WHAT IS ASKED
Put each line of the material below into a Markdown table with two columns, Number and Entry, one row per line, and leave out any blank lines.
══ THE INPUT ══
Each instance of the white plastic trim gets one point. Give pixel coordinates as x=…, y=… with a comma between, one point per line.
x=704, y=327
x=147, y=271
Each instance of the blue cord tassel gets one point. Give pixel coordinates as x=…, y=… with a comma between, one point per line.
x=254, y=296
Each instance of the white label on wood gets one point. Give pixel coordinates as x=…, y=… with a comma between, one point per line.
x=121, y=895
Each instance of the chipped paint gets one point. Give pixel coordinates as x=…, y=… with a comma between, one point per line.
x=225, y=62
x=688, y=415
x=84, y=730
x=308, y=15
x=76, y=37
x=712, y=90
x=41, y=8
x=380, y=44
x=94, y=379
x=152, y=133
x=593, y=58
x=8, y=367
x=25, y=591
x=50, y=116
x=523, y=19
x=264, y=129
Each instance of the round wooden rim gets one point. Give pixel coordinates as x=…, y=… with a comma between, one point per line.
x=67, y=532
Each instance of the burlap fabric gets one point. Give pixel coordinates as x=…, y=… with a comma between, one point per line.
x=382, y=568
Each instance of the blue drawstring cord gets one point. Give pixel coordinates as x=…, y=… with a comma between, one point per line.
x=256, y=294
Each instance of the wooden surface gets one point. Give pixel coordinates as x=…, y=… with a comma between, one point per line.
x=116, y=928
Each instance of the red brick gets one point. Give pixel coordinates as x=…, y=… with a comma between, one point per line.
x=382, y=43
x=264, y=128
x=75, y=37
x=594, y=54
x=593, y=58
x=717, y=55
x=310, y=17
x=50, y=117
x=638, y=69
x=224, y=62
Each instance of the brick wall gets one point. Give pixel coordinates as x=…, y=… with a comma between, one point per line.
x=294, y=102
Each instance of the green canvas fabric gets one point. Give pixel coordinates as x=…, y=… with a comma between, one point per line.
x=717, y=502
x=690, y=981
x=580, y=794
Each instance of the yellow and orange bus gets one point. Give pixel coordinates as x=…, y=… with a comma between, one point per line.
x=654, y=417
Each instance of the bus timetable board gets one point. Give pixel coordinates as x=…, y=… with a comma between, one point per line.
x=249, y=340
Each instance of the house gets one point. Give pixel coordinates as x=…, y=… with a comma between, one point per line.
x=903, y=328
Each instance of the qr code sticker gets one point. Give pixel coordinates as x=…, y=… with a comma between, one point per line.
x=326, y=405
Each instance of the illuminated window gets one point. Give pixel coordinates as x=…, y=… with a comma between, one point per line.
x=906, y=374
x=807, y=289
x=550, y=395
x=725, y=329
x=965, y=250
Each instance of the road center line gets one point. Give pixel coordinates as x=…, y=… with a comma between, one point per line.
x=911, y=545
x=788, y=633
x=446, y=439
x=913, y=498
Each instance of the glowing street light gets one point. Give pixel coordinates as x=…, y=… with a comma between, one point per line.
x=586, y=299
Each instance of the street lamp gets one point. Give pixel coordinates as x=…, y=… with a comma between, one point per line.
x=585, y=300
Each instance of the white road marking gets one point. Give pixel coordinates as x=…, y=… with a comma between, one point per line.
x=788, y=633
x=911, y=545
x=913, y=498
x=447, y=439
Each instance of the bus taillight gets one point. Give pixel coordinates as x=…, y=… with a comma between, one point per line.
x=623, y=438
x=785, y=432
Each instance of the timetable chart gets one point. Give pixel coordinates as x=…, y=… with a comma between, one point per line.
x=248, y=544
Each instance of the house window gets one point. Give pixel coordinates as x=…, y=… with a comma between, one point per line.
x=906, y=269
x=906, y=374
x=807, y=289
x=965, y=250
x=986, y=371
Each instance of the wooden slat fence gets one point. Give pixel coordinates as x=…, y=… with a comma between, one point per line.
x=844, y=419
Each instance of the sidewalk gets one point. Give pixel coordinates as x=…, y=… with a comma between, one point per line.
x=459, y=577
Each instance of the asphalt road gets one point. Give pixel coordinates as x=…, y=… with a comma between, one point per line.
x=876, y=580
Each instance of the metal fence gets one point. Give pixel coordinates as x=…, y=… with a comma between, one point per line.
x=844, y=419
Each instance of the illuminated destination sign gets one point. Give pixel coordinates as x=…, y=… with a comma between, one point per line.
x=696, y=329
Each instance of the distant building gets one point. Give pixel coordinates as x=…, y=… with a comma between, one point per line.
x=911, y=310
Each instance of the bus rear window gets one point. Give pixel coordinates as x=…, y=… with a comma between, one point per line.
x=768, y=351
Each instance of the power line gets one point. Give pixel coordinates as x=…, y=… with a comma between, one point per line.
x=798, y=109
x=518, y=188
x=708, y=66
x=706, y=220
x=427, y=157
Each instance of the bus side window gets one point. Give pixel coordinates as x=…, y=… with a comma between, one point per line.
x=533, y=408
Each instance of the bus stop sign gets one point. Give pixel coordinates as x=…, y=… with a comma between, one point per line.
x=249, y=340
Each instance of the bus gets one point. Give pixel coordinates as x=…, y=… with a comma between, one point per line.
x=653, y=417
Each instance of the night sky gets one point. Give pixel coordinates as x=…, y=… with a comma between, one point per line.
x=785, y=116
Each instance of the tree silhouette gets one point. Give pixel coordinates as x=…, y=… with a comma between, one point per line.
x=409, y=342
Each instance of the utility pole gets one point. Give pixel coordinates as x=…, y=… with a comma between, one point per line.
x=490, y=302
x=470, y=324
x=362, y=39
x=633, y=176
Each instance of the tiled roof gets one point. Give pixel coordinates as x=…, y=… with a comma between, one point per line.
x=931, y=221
═══
SOLUTION TO THE EXERCISE
| Number | Entry |
|---|---|
| 1 | Each instance of the white plastic trim gets one point. Give pixel coordinates as x=…, y=… with a comma between, one point per line. |
| 2 | x=704, y=327 |
| 3 | x=147, y=271 |
| 4 | Each instance of the blue cord tassel gets one point. Give pixel coordinates as x=…, y=… with a comma between, one point per line. |
| 5 | x=254, y=296 |
| 6 | Each instance of the white label on wood gets one point. Give pixel coordinates as x=…, y=… with a comma between, one point per line. |
| 7 | x=121, y=895 |
| 8 | Each instance of the chipped paint gets one point. Give pixel coordinates as x=…, y=… with a comma between, one point per line. |
| 9 | x=225, y=62 |
| 10 | x=688, y=415 |
| 11 | x=84, y=730 |
| 12 | x=308, y=15 |
| 13 | x=76, y=37 |
| 14 | x=712, y=90 |
| 15 | x=41, y=8 |
| 16 | x=380, y=44 |
| 17 | x=94, y=379 |
| 18 | x=152, y=133 |
| 19 | x=593, y=58 |
| 20 | x=8, y=367 |
| 21 | x=25, y=591 |
| 22 | x=50, y=116 |
| 23 | x=523, y=19 |
| 24 | x=264, y=129 |
| 25 | Each instance of the round wooden rim gets one point. Give pixel coordinates as x=…, y=… with a comma between, one point per line. |
| 26 | x=67, y=532 |
| 27 | Each instance of the burlap fabric gets one point. Give pixel coordinates as x=…, y=… with a comma between, one point per line. |
| 28 | x=382, y=568 |
| 29 | Each instance of the blue drawstring cord gets one point. Give pixel coordinates as x=…, y=… with a comma between, one point per line. |
| 30 | x=256, y=294 |
| 31 | Each instance of the wooden surface gets one point. Give pixel coordinates as x=…, y=… with a comma between, one point per line. |
| 32 | x=116, y=928 |
| 33 | Each instance of the red brick gets one point. Give pixel coordinates as x=…, y=… with a comma between, one point per line. |
| 34 | x=382, y=43 |
| 35 | x=264, y=128 |
| 36 | x=75, y=37 |
| 37 | x=594, y=54 |
| 38 | x=593, y=58 |
| 39 | x=717, y=55 |
| 40 | x=310, y=17 |
| 41 | x=50, y=117 |
| 42 | x=638, y=69 |
| 43 | x=224, y=62 |
| 44 | Each instance of the brick wall gets one point. Give pixel coordinates as x=…, y=… with a comma between, one point per line. |
| 45 | x=294, y=102 |
| 46 | Each instance of the green canvas fabric gets one point. Give pixel coordinates as x=…, y=… with a comma between, one point per line. |
| 47 | x=717, y=502 |
| 48 | x=690, y=981 |
| 49 | x=580, y=794 |
| 50 | Each instance of the yellow and orange bus gets one point. Give pixel coordinates as x=…, y=… with a comma between, one point per line. |
| 51 | x=654, y=417 |
| 52 | Each instance of the bus timetable board gets one point. Give pixel coordinates as x=…, y=… with a comma between, one point per line. |
| 53 | x=249, y=340 |
| 54 | Each instance of the house gets one point. Give pixel coordinates as x=…, y=… with a comma between, one point per line. |
| 55 | x=903, y=328 |
| 56 | Each instance of the qr code sticker gets one point. Give pixel coordinates as x=…, y=… with a comma between, one point per line. |
| 57 | x=326, y=405 |
| 58 | Each instance of the illuminated window gets one point. Give pixel coordinates as x=…, y=… with a comma between, one point per line. |
| 59 | x=906, y=374 |
| 60 | x=807, y=289 |
| 61 | x=550, y=395 |
| 62 | x=725, y=329 |
| 63 | x=965, y=250 |
| 64 | Each instance of the road center line gets one point. Give pixel coordinates as x=…, y=… with a comma between, one point per line. |
| 65 | x=911, y=545 |
| 66 | x=788, y=633 |
| 67 | x=446, y=439 |
| 68 | x=913, y=498 |
| 69 | Each instance of the glowing street light gets one point. Give pixel coordinates as x=…, y=… with a comma between, one point per line. |
| 70 | x=586, y=299 |
| 71 | Each instance of the street lamp gets one point. Give pixel coordinates as x=…, y=… with a comma between, one point per line. |
| 72 | x=585, y=300 |
| 73 | Each instance of the white road marking gets one point. Give pixel coordinates as x=…, y=… with a comma between, one point per line. |
| 74 | x=788, y=633 |
| 75 | x=911, y=545 |
| 76 | x=913, y=498 |
| 77 | x=447, y=439 |
| 78 | Each instance of the bus taillight gets one point. Give pixel coordinates as x=…, y=… with a comma between, one point per line. |
| 79 | x=623, y=438 |
| 80 | x=785, y=432 |
| 81 | Each instance of the timetable chart gets one point. Give pixel coordinates as x=…, y=… with a comma between, one point per line. |
| 82 | x=248, y=544 |
| 83 | Each instance of the house window gets one point. Give pixel coordinates as x=…, y=… with a comma between, one point per line. |
| 84 | x=906, y=269 |
| 85 | x=906, y=374 |
| 86 | x=807, y=289 |
| 87 | x=965, y=250 |
| 88 | x=986, y=371 |
| 89 | Each instance of the wooden slat fence gets one point. Give pixel coordinates as x=…, y=… with a comma between, one point per line. |
| 90 | x=844, y=419 |
| 91 | Each instance of the sidewalk gets one point. Give pixel coordinates as x=…, y=… with a comma between, one point per line. |
| 92 | x=459, y=577 |
| 93 | Each instance of the asphalt road gets one point. Give pixel coordinates as x=…, y=… with a comma between, one point per line. |
| 94 | x=876, y=580 |
| 95 | Each instance of the metal fence gets one point. Give pixel coordinates as x=…, y=… with a comma between, one point per line. |
| 96 | x=844, y=419 |
| 97 | Each instance of the illuminated destination sign gets one point. Give pixel coordinates as x=…, y=… with a comma between, one point per line. |
| 98 | x=696, y=329 |
| 99 | Each instance of the distant building gets one point. Give pixel coordinates as x=…, y=… with a comma between, one point per line. |
| 100 | x=911, y=310 |
| 101 | Each instance of the bus rear window gets one point. Give pixel coordinates as x=…, y=… with a comma between, one point per line. |
| 102 | x=768, y=351 |
| 103 | Each instance of the power line gets one point. Give pixel coordinates as x=…, y=… with a comma between, one point per line. |
| 104 | x=798, y=109 |
| 105 | x=518, y=188 |
| 106 | x=708, y=66 |
| 107 | x=706, y=220 |
| 108 | x=427, y=157 |
| 109 | Each instance of the bus side window gets one point. Give pixel coordinates as x=…, y=… with a comma between, one point per line. |
| 110 | x=533, y=408 |
| 111 | Each instance of the bus stop sign gets one point. Give pixel coordinates as x=…, y=… with a comma between, one point per line. |
| 112 | x=249, y=340 |
| 113 | Each instance of the bus gets one point. Give pixel coordinates as x=…, y=… with a comma between, one point per line. |
| 114 | x=653, y=417 |
| 115 | Each instance of the night sky gets one point. Give pixel coordinates as x=…, y=… with a comma between, one point per line. |
| 116 | x=785, y=116 |
| 117 | Each instance of the tree silhouette gets one point. Give pixel coordinates as x=…, y=… with a comma between, one point per line. |
| 118 | x=409, y=342 |
| 119 | Each instance of the utility pole gets one point. Give pixel coordinates as x=…, y=… with a comma between, one point per line. |
| 120 | x=490, y=302 |
| 121 | x=470, y=324 |
| 122 | x=362, y=39 |
| 123 | x=633, y=176 |
| 124 | Each instance of the tiled roof gets one point. Give pixel coordinates as x=…, y=… with a comma between, one point per line. |
| 125 | x=931, y=221 |